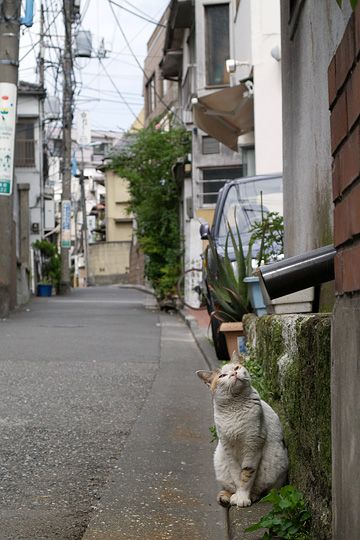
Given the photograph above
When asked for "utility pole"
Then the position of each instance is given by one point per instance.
(65, 285)
(9, 65)
(84, 225)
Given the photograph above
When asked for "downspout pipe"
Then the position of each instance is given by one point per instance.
(297, 273)
(28, 19)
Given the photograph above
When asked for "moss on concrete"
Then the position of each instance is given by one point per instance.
(293, 355)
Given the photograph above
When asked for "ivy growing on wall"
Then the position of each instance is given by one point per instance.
(147, 162)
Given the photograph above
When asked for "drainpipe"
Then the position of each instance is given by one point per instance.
(297, 273)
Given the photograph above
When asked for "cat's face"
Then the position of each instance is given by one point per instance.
(232, 378)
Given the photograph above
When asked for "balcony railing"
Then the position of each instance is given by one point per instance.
(189, 86)
(25, 153)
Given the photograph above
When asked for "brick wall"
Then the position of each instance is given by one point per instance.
(344, 98)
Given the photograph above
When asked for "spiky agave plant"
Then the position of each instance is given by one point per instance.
(225, 282)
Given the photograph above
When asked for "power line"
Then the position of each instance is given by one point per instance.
(117, 90)
(139, 64)
(136, 14)
(37, 42)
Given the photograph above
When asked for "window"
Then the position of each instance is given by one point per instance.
(25, 143)
(150, 95)
(214, 179)
(100, 150)
(210, 145)
(217, 43)
(295, 7)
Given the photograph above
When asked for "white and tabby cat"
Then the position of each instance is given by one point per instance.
(250, 458)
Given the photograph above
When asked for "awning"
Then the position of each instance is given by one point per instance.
(225, 114)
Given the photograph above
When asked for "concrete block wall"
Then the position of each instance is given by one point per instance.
(291, 356)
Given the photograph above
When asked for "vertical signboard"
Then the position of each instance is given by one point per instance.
(83, 128)
(7, 136)
(66, 224)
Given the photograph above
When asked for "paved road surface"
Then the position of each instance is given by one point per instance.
(76, 376)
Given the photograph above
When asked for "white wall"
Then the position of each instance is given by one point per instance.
(256, 32)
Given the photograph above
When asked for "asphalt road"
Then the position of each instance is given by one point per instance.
(74, 374)
(103, 423)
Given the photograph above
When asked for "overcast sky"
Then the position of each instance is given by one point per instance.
(103, 86)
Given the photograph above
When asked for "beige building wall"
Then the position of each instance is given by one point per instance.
(109, 262)
(118, 221)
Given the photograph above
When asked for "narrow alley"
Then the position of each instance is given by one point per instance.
(104, 425)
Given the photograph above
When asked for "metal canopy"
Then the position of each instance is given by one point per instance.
(226, 114)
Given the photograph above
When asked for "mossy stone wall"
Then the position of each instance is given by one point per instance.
(292, 358)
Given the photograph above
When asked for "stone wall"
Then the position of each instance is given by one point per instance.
(292, 359)
(344, 101)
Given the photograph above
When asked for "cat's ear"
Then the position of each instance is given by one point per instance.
(206, 376)
(237, 358)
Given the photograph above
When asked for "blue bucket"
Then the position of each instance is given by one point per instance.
(43, 289)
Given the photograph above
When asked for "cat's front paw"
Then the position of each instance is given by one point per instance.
(240, 499)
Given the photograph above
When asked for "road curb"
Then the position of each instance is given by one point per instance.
(238, 519)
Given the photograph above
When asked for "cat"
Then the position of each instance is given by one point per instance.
(250, 457)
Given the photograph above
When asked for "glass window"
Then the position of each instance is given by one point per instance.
(25, 143)
(210, 145)
(214, 179)
(247, 202)
(217, 44)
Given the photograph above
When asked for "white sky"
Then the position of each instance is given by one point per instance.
(95, 92)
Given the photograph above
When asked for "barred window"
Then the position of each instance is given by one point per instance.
(25, 143)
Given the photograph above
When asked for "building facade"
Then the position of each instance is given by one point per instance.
(226, 59)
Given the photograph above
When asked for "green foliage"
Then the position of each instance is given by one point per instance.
(227, 284)
(50, 271)
(214, 435)
(289, 517)
(270, 233)
(147, 163)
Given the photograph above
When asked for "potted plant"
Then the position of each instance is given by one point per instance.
(236, 291)
(269, 234)
(48, 267)
(225, 277)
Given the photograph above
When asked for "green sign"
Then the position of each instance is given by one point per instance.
(7, 136)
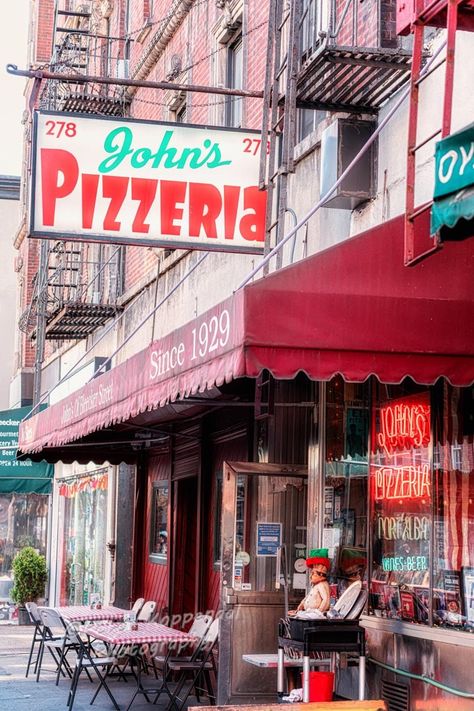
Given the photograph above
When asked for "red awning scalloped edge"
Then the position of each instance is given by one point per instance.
(352, 310)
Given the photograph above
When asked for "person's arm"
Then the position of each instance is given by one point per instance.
(325, 597)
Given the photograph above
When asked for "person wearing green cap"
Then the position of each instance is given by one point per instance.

=====

* _Problem description_: Restate the full listing verbatim and drop every picture.

* _Solution for this task_:
Given the photograph above
When asked for "utility pole"
Then the position of each instance is given by one point per instance.
(65, 285)
(9, 65)
(84, 225)
Given the photograph above
When asked for "downspout pipe"
Then the position of each instance is given by one point per instance.
(297, 273)
(28, 19)
Given the photograph above
When asked for "moss on concrete"
Then the position of each instance is given by one point per instance.
(293, 355)
Given the photograph above
When asked for "ivy growing on wall"
Then the position of each instance is given by one point per instance.
(147, 162)
Given the photograph above
When asked for "drainpipe"
Then the position of each instance is given by one point per instance.
(297, 273)
Given the photograph above
When asked for "cat's face"
Then the position of each instance is given by one point per instance.
(232, 378)
Given the photograph above
When asked for "balcony railing"
Then the position of each instance is given by one point per instance.
(189, 86)
(25, 153)
Given the photograph above
When asked for "brick wall"
Then the position of each instance is given by one point per instance.
(344, 98)
Given the photograph above
When asked for "spiky agave plant"
Then the position of each instance is given by one point per instance.
(225, 282)
Given the photograph above
When asked for "power line"
Then the position of each instance is given by one point per instance.
(117, 90)
(139, 64)
(136, 14)
(37, 42)
Given the photograph above
When asked for "window"
Then the position of each instance is given by one point per instance.
(25, 143)
(150, 95)
(214, 179)
(100, 150)
(210, 145)
(217, 43)
(295, 7)
Given the photograph above
When asked for "white and tabby cat"
Then the position of each instance is given by one point per instance.
(250, 458)
Given the photograph above
When asked for "awning"
Then the position of each instance is given by one point per instance.
(225, 114)
Given the photograph above
When asked for "concrete block wall"
Then the position of each instance is given by one point per instance.
(291, 356)
Given the photograph above
When asked for "vertical signboard"
Then the position of each instance is given by one point per instance.
(83, 128)
(7, 136)
(66, 224)
Given the photograph above
When asked for "paved road surface"
Then the position of each instance is given by one point per instance.
(76, 376)
Given the photograph above
When asked for "white wall"
Then the position of each instance is given by one point per instance.
(256, 32)
Given the photograph above
When asked for "asphalt road"
Then the position of each instance is given by one point per instance.
(74, 374)
(103, 423)
Given the photograph above
When asked for "overcast sky"
Then the position of each instance is given by one point per instance.
(103, 86)
Given the photograph above
When asked for "beige building wall"
Then the position of each instance is given by one point per instance.
(109, 262)
(118, 221)
Given the photograph above
When asked for "narrow alley"
Then the position of each instance is given by one point per instance.
(104, 425)
Given the photograph above
When asked for "metal canopy"
Then the position of each instance is given by one point per instance.
(226, 114)
Given the photograph above
When asked for "mossy stone wall"
Then the position of each instance is given by one point per instance.
(292, 358)
Given the photograph above
When asked for "stone wall"
Then the position of each instance is given by one point per instance.
(292, 359)
(344, 101)
Given the photograph above
When asked for "cat's ear"
Then the position of each instance is given by one point per instance.
(206, 376)
(237, 358)
Given the photograph above
When asked for "blue bucket"
Then the position of each instance is given by one point per instance.
(43, 289)
Given the photograph above
When asked for "cat's front paw"
Then the position of each instance is given by one point per instance.
(240, 499)
Given the photograph above
When asked for "road curb"
Then the position of each instance is given by one point per instance.
(238, 519)
Given the photograph above
When asked for "cat"
Then the position of each instance is given by one point per instance.
(250, 457)
Given the photograph above
When asked for "glass window"
Then the position of each instance is given by one point per instance.
(25, 143)
(210, 145)
(214, 179)
(247, 202)
(217, 44)
Given the photograph above
When asked for "white sky"
Then the position of each instance is given by one point per instance.
(95, 92)
Given the photograph above
When asked for "barred window"
Then the position of each instance is given by one point per instance.
(25, 143)
Given the photograph above
When asked for "building facade"
Then the position of each instance is given by one point per instance.
(226, 59)
Given the photograph above
When asked for "green foliage"
Then the position of each instance is given by one point per instance.
(227, 284)
(50, 271)
(214, 435)
(289, 517)
(270, 233)
(147, 163)
Given the photograph above
When asked for "potted plant"
Then the position of each instance is given by one point per instance.
(236, 291)
(269, 234)
(48, 267)
(225, 277)
Given the photograph above
When asked for "green sign"
Then the position of each instance is given by one point per instance.
(7, 136)
Given the photograph above
When asked for "red awning scalloped edge"
Then the position of each instance is given by one point per instance.
(352, 310)
Given the photograph above
When asked for "person's arm"
Then the position of each instance is given by one point per instance.
(325, 597)
Given the photograph above
When asked for "person wearing green cap"
Then the position of each instance is given by one point per instance.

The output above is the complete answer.